THE RECORDS:
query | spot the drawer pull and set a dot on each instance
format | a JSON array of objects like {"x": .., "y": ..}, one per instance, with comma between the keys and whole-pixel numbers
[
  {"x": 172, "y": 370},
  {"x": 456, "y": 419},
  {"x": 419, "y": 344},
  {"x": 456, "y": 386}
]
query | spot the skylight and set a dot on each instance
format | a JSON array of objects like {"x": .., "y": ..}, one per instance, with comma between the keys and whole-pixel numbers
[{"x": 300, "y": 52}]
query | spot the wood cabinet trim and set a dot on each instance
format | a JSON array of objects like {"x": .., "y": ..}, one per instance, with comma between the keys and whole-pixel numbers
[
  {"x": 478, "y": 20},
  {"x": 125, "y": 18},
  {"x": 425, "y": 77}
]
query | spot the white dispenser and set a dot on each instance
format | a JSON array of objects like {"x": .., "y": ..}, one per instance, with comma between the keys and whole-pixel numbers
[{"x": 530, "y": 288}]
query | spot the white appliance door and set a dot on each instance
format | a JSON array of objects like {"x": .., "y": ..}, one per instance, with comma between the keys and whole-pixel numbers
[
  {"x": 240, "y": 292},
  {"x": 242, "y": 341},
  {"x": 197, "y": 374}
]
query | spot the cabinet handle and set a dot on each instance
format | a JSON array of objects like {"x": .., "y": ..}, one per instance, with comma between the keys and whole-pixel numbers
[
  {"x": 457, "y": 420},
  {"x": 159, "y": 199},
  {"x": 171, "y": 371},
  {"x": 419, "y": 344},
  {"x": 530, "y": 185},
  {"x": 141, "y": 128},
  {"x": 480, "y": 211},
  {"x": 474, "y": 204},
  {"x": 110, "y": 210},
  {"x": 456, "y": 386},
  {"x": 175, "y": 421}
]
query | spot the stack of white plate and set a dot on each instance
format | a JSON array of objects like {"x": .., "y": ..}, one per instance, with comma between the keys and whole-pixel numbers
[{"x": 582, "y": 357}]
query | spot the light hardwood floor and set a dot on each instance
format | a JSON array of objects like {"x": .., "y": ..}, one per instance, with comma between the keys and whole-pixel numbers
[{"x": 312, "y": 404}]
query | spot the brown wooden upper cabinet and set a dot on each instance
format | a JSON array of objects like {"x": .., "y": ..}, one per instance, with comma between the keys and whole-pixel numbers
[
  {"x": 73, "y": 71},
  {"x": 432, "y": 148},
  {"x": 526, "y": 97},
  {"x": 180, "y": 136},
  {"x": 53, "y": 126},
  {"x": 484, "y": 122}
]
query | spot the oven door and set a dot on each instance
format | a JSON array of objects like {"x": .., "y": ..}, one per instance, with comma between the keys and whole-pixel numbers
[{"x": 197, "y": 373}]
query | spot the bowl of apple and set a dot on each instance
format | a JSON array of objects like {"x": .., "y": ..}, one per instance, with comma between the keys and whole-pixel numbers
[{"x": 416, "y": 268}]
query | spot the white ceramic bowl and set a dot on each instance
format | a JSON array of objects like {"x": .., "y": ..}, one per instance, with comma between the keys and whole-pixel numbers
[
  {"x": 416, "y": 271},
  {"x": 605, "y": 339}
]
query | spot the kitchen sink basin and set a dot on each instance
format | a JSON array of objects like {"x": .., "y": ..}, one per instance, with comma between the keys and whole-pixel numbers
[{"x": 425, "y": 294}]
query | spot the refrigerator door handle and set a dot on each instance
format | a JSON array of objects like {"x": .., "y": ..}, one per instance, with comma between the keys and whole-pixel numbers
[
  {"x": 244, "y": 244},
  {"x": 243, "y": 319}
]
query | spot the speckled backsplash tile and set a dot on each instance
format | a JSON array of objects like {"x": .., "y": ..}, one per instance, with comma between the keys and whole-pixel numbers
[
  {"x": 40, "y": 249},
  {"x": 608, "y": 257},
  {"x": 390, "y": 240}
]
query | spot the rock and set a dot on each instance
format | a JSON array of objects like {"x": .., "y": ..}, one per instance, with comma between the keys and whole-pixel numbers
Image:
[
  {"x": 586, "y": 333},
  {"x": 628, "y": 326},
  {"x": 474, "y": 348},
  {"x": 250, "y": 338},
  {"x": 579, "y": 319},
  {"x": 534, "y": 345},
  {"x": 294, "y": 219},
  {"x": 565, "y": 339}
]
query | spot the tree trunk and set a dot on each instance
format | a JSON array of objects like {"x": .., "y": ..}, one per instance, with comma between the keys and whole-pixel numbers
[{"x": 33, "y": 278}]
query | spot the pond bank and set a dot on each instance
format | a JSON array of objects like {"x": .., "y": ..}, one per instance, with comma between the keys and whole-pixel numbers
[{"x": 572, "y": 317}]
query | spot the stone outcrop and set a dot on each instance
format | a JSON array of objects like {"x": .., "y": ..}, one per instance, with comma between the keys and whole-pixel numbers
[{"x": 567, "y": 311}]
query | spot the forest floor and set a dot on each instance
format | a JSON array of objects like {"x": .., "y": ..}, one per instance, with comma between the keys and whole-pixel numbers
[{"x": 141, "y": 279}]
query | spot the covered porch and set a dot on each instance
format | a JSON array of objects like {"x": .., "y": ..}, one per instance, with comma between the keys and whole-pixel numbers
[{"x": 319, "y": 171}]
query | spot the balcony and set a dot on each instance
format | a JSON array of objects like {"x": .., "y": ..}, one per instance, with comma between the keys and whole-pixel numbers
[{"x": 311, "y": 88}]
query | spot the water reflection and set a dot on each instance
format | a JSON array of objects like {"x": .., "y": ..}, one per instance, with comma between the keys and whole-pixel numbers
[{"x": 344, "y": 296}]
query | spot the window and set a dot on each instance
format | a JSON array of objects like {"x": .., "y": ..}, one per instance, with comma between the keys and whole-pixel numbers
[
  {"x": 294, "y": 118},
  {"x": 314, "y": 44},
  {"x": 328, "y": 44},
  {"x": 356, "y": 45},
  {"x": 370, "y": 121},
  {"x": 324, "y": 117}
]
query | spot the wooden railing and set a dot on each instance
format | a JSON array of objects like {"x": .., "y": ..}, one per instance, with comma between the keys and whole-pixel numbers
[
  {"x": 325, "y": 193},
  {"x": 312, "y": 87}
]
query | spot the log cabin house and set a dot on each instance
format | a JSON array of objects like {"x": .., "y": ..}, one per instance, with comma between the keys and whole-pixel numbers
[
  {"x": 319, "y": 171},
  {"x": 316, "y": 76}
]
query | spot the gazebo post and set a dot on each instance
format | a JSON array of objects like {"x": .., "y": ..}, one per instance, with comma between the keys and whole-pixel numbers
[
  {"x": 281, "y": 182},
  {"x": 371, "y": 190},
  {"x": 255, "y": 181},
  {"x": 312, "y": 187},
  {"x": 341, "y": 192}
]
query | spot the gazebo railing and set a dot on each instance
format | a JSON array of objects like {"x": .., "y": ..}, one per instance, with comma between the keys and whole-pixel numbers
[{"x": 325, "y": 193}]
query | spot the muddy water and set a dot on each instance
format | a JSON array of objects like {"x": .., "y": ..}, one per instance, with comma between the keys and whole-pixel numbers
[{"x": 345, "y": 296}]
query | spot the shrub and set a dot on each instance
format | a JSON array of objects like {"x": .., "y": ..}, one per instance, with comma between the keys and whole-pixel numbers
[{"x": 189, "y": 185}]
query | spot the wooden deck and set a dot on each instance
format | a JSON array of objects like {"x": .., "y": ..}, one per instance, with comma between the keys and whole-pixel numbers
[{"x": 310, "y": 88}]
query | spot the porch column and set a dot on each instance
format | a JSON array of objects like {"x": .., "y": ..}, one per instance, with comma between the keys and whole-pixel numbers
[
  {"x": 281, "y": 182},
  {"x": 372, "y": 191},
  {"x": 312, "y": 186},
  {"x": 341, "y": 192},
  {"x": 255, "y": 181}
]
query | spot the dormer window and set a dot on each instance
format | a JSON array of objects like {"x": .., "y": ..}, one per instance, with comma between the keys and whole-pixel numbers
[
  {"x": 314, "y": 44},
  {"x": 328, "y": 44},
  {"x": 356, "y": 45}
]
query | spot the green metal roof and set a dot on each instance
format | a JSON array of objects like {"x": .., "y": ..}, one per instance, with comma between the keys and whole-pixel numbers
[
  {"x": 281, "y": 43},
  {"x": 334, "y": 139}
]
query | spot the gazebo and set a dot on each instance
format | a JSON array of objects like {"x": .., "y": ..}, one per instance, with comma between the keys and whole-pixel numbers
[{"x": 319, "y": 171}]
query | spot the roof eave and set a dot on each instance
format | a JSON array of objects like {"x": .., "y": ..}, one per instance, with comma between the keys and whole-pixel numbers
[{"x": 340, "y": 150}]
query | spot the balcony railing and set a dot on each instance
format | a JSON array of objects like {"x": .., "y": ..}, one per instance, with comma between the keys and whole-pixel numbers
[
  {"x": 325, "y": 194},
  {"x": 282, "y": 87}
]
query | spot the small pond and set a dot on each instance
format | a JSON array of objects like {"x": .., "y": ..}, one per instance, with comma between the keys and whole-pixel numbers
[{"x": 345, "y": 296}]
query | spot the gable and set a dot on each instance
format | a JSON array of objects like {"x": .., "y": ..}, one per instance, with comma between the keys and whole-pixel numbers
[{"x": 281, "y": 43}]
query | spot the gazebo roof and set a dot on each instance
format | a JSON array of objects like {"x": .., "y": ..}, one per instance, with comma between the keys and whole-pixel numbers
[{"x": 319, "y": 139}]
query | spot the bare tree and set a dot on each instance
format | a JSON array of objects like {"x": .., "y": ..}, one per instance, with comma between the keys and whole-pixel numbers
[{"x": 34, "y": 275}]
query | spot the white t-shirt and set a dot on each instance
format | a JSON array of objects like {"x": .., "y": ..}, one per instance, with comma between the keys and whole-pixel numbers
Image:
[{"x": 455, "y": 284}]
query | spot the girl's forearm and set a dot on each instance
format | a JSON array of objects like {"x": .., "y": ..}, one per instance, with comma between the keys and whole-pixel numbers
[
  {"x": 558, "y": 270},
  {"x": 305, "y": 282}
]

PROBLEM REQUIREMENTS: Can you write out, word for word, the stretch of the records from the line containing "query | spot the white t-shirt" through the end of the records?

RESPONSE:
query | spot the white t-shirt and set a dot on each instance
format | a JSON array of objects like {"x": .., "y": ..}, one per instance, with comma between the keys and whole-pixel numbers
Image:
[{"x": 455, "y": 284}]
query | spot the girl's forearm and set a dot on each instance
format | a JSON array of objects like {"x": .., "y": ..}, one per instance, with comma between the keys and whole-pixel numbers
[
  {"x": 558, "y": 270},
  {"x": 305, "y": 282}
]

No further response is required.